## Text shown
[Start of Attachment]

I think it’s fair to say that I know more about food than most people do. I did, after all, grow up in the apartment above my families’ small seafood restaurant. My brother and I had instant access to the amenities and distractions provided by the food, employees and customers of the busy restaurant. A lot of times that meant sneaking downstairs after our parents had gone to bed and filling giant glass bowls with eight scoops of vanilla ice cream and handfuls of homemade chocolate sauce. A lot of times it meant my dad calling up to my bedroom to see if I would be willing to shell shrimp for a few hours because another “dip-sh*t prep cook no-showed” on a Saturday night. Mostly, though, it meant that I was given an appreciation of food – from the details of preparation to the joy of sharing a good meal with friends and family.
Either it is very strange or makes perfect sense that now, as a young adult, I work with adolescents with severe eating disorders. Girls who won’t eat (who in a way can’t eat) and girls who throw up every time they eat. Girls who mix broccoli and orange juice so that they won’t enjoy the taste of the food, or who refuse to shower because they can’t stand the sight of their own naked bodies. These girls are regularly hospitalized and force-fed because they are literally starving themselves to death.
Eating disorders are caused by a wide and complicated web of factors, which can range from the societal norms that glorify thinness, to a genetic predisposition vulnerability to emotions, to feelings of loss of control over one’s life. I’m going to put these issues aside for now and focus on my expertise: food.

[End of Attachment]

## Extracted data
[Start of Attachment]

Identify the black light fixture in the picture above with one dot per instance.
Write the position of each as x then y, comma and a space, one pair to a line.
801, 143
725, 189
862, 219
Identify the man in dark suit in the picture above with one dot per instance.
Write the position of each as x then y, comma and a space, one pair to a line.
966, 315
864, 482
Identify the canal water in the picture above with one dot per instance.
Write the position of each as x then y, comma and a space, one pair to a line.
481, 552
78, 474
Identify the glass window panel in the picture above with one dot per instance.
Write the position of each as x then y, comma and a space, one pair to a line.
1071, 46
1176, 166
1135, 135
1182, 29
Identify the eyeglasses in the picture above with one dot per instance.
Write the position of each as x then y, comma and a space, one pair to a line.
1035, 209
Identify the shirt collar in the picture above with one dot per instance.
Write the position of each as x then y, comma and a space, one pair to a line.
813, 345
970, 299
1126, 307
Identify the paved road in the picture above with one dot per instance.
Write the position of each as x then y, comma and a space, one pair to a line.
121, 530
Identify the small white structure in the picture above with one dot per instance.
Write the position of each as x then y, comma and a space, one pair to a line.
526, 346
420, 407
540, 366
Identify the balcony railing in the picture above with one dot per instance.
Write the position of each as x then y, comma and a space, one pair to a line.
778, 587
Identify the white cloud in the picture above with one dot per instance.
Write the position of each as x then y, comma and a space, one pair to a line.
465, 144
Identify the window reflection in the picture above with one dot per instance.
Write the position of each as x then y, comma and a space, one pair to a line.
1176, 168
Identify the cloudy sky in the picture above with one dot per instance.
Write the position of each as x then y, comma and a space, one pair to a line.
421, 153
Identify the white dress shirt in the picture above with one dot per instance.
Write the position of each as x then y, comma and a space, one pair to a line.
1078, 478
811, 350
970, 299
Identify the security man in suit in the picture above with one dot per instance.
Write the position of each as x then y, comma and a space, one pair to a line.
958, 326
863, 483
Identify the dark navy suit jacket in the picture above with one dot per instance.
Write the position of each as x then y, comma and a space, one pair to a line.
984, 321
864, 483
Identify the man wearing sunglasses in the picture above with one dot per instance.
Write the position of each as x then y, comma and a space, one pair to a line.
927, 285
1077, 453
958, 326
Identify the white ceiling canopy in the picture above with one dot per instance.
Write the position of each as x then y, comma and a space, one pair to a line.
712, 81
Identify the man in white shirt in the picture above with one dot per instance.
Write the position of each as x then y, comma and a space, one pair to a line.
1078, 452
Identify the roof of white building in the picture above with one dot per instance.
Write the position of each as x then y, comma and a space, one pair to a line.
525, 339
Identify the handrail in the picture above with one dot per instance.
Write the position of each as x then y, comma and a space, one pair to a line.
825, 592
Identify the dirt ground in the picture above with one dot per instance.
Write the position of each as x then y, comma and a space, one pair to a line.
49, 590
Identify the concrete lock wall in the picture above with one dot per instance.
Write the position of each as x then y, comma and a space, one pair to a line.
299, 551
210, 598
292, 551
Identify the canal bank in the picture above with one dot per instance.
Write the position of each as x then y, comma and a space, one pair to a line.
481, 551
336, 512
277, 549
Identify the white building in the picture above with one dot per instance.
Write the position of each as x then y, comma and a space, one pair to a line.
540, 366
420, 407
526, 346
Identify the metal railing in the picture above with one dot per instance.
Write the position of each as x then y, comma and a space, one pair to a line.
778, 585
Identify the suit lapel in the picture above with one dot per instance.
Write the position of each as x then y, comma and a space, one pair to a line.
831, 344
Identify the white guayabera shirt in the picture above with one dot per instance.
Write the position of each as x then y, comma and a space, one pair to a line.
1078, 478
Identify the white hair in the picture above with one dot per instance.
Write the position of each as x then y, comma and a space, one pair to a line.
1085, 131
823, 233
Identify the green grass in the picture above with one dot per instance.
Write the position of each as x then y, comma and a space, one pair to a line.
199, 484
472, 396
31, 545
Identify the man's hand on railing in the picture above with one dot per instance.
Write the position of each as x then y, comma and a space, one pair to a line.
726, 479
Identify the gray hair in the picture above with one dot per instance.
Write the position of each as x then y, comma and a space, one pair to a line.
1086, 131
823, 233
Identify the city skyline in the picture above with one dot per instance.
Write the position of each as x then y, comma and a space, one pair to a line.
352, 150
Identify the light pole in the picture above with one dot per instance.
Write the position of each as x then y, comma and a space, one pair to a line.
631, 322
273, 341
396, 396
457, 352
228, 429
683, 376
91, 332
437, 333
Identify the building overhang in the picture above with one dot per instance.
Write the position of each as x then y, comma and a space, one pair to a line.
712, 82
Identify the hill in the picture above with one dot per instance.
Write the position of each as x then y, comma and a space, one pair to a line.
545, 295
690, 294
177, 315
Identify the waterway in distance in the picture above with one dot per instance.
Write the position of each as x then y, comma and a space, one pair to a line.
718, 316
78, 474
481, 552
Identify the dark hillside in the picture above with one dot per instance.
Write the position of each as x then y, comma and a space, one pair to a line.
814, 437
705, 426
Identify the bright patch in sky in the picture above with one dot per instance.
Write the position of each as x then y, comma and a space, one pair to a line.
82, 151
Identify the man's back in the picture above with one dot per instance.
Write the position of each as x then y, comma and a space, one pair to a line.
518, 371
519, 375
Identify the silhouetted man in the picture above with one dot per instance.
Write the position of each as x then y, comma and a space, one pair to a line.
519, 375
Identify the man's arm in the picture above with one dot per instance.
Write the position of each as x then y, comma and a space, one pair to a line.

[End of Attachment]

## Work task 1
Translate this sentence from the essay on food and eating disorders into Spanish: "These girls are regularly hospitalized and force-fed because they are literally starving themselves to death."
## Work task 2
Write the next paragraph of the essay on food and eating disorders, beginning after its final sentence.

## Written response 1
Estas chicas son hospitalizadas con regularidad y alimentadas a la fuerza porque, literalmente, se están matando de hambre.

## Written response 2
When I talk to people with little experience with eating disorders (my dad, for example), I find that they often ask something like, “Well, have you tried cooking them a really delicious gourmet meal?” Experts on eating disorders laugh at this suggestion, “The food itself isn’t the real issue,” they may say, “The obsession with food is a manifestation of deeper psychological problems.” I think that this is a valid answer, but it leads me to another question: What does the food we eat, and the way we eat it, have to do with eating disorders?
Let me start by looking at my own eating habits. My love of food is centered around enjoying basic whole foods with the company of others. To me, “whole food” means fresh, unprocessed ingredients. Whole foods have a lot of protein, fiber, vitamins and unsaturated fats. They generally take more time to prepare and a lot of times they’re more expensive than processed foods, but they’re also more satisfying for longer and, well, they keep you regular. So I tend to eat whole foods.
Sharing our own food with someone else, or eating the food a friend or stranger may offer us, is an act of very basic respect. Food is at once a strange and intimate thing – we put this stuff into our bodies not just to enjoy but to survive. To reproach another person’s food is the ultimate insult (to put it dramatically, it is like saying, “The substance you put in your body is not worthy of my body.”) So I tend to eat food with people.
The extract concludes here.